Start of INPUT DATA

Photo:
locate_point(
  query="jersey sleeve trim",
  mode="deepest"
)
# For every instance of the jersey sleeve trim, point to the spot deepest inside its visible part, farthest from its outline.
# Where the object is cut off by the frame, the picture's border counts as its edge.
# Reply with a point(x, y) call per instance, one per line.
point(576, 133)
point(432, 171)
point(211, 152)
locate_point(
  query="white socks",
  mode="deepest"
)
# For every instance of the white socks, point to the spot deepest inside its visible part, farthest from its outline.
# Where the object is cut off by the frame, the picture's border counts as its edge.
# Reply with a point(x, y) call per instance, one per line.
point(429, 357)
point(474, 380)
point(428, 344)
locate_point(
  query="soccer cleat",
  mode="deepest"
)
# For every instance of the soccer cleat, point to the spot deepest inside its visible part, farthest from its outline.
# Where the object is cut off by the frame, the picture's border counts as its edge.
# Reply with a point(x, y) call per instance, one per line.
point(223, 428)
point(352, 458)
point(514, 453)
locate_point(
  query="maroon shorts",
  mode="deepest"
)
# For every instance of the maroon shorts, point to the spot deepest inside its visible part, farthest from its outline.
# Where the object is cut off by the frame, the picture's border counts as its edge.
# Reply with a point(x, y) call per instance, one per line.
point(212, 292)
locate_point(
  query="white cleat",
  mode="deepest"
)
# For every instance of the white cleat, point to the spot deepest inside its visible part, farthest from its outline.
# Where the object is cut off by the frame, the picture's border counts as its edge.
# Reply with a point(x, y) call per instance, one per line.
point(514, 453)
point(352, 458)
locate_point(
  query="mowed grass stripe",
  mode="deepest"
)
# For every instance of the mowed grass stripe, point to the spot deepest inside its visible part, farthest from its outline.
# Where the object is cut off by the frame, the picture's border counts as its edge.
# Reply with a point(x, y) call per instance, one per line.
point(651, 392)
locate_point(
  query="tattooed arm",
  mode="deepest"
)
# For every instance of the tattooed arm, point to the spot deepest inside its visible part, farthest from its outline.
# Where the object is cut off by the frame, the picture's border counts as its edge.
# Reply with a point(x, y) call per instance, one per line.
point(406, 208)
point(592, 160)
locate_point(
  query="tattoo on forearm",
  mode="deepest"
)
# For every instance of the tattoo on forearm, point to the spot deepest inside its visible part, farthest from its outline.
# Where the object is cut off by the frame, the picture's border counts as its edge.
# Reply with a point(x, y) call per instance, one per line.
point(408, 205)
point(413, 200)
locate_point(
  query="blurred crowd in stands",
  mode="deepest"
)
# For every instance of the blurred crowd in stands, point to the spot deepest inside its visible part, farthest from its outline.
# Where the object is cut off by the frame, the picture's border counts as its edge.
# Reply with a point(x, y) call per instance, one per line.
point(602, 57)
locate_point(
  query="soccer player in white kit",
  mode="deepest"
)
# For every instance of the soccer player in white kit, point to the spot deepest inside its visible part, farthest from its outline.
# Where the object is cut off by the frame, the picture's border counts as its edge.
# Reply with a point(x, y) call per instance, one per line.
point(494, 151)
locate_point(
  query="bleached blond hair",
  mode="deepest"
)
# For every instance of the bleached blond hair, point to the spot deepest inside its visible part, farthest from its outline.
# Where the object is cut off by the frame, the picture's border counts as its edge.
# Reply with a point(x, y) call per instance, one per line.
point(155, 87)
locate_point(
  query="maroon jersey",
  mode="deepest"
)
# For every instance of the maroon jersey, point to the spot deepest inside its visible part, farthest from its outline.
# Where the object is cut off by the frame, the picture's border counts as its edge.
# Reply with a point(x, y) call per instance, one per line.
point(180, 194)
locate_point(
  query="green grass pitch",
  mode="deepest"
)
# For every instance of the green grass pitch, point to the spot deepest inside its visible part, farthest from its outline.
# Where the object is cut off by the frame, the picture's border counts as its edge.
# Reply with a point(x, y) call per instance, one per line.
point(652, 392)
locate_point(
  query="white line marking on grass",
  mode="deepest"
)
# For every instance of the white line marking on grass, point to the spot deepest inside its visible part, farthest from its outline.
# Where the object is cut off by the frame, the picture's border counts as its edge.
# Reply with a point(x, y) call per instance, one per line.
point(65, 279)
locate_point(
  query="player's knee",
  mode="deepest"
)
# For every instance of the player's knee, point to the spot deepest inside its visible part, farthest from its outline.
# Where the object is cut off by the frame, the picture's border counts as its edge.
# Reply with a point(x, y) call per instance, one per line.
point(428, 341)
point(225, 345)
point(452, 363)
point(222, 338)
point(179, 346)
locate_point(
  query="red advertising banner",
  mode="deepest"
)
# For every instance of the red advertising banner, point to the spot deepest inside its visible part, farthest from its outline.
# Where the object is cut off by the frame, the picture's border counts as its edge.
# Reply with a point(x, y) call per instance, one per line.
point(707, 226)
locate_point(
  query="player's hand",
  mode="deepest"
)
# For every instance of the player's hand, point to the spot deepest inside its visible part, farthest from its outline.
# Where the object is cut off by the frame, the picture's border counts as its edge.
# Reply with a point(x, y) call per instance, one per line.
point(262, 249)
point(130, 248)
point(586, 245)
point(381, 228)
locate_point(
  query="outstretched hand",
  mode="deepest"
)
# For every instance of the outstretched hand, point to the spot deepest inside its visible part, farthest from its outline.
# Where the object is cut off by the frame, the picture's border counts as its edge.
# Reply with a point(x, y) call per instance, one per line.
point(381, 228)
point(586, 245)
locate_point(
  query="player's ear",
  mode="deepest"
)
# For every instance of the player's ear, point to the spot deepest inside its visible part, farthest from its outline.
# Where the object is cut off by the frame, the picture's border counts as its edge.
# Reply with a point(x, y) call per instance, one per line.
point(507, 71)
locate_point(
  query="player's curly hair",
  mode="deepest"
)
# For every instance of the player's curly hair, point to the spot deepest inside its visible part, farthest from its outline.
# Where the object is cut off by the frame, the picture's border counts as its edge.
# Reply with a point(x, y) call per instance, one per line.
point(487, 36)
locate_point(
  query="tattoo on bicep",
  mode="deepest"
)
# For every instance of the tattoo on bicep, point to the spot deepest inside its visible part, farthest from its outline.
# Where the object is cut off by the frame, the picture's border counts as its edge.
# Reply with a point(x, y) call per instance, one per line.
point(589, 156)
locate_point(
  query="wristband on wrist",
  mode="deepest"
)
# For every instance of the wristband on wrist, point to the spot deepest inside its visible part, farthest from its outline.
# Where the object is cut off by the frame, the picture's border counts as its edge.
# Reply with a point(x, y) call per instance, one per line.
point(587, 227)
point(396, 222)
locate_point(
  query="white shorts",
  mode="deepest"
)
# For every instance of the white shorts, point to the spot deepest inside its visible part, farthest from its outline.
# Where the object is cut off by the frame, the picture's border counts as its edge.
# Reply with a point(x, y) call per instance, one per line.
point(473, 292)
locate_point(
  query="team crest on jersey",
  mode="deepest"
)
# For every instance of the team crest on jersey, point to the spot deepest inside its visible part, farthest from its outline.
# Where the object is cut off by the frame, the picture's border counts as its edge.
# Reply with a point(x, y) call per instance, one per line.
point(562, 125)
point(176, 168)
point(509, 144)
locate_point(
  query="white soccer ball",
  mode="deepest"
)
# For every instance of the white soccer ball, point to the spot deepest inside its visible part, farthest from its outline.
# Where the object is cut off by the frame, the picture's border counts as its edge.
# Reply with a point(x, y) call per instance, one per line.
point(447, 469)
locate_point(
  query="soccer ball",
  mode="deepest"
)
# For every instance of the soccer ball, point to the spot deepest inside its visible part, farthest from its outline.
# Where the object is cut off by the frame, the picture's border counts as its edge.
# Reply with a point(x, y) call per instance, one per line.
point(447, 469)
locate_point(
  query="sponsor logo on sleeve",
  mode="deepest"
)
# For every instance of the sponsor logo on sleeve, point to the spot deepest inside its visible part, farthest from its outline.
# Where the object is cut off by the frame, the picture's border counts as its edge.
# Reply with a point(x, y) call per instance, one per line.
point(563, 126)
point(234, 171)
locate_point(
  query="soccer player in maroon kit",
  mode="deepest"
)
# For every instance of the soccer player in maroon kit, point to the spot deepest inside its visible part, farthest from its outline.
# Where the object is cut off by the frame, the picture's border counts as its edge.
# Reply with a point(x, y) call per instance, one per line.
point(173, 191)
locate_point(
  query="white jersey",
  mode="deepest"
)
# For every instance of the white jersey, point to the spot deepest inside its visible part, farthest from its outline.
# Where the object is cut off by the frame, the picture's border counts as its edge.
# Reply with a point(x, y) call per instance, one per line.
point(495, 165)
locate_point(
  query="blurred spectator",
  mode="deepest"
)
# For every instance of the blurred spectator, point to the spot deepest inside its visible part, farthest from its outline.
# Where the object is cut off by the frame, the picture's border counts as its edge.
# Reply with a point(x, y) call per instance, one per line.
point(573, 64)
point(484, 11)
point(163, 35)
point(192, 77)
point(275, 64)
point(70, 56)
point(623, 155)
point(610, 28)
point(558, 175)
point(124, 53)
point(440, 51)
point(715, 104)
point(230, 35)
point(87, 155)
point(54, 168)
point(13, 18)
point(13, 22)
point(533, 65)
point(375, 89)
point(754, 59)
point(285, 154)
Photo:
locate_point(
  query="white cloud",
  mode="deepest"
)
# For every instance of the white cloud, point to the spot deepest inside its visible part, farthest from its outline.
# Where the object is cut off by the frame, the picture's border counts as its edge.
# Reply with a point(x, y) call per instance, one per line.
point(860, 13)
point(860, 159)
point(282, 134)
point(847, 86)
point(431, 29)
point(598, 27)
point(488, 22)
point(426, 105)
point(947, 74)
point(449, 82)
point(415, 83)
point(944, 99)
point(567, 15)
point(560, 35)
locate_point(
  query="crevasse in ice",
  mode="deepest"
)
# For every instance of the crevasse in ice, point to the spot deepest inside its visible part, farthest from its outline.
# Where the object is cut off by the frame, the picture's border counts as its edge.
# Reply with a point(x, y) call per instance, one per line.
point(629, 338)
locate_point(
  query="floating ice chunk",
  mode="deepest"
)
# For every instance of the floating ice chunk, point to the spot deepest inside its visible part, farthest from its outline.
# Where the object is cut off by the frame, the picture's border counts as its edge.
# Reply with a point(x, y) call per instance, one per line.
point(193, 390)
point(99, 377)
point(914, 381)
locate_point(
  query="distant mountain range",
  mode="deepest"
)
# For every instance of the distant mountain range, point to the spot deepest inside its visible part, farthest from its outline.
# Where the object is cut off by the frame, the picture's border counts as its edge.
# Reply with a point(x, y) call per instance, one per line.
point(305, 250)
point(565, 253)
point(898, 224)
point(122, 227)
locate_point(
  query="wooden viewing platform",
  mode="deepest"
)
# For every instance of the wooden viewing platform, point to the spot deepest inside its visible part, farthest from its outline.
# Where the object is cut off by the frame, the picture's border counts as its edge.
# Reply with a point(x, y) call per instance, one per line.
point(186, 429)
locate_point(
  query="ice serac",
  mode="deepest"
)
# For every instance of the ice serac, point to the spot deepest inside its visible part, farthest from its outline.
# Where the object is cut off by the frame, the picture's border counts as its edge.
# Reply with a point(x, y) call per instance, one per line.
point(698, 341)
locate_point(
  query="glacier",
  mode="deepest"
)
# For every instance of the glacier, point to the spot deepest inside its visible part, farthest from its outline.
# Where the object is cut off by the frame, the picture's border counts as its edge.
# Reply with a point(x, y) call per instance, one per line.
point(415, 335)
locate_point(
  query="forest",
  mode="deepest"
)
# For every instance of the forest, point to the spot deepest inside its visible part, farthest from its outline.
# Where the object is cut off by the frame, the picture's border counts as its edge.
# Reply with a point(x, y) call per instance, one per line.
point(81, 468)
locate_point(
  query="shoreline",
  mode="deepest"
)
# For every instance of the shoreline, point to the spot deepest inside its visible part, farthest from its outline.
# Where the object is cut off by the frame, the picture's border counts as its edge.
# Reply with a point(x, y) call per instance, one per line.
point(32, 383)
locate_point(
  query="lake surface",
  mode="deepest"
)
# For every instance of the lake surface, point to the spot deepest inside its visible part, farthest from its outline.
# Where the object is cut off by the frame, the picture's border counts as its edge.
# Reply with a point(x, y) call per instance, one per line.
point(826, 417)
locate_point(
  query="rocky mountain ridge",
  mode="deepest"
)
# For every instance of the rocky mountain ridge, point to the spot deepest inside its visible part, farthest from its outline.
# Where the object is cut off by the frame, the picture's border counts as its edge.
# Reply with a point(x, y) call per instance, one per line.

End of INPUT DATA

__PROBLEM__:
Copy out every line above that contains the word "soccer", treating uppercase and lowercase as different.

__EXERCISE OUTPUT__:
  query="soccer cleat",
# For every instance of the soccer cleat, point to the spot deepest inside its visible part, farthest from its outline.
  query="soccer player in white kit",
# For every instance of the soccer player in white kit, point to the spot deepest inside its visible part, farthest from its outline.
  query="white soccer ball",
# For every instance of the white soccer ball, point to the spot deepest inside its visible part, farthest from its outline.
  query="soccer ball",
# For every instance of the soccer ball, point to the spot deepest inside its visible part, farthest from its outline.
  query="soccer player in maroon kit",
# For every instance of the soccer player in maroon kit, point to the spot deepest inside its visible part, farthest from its outline.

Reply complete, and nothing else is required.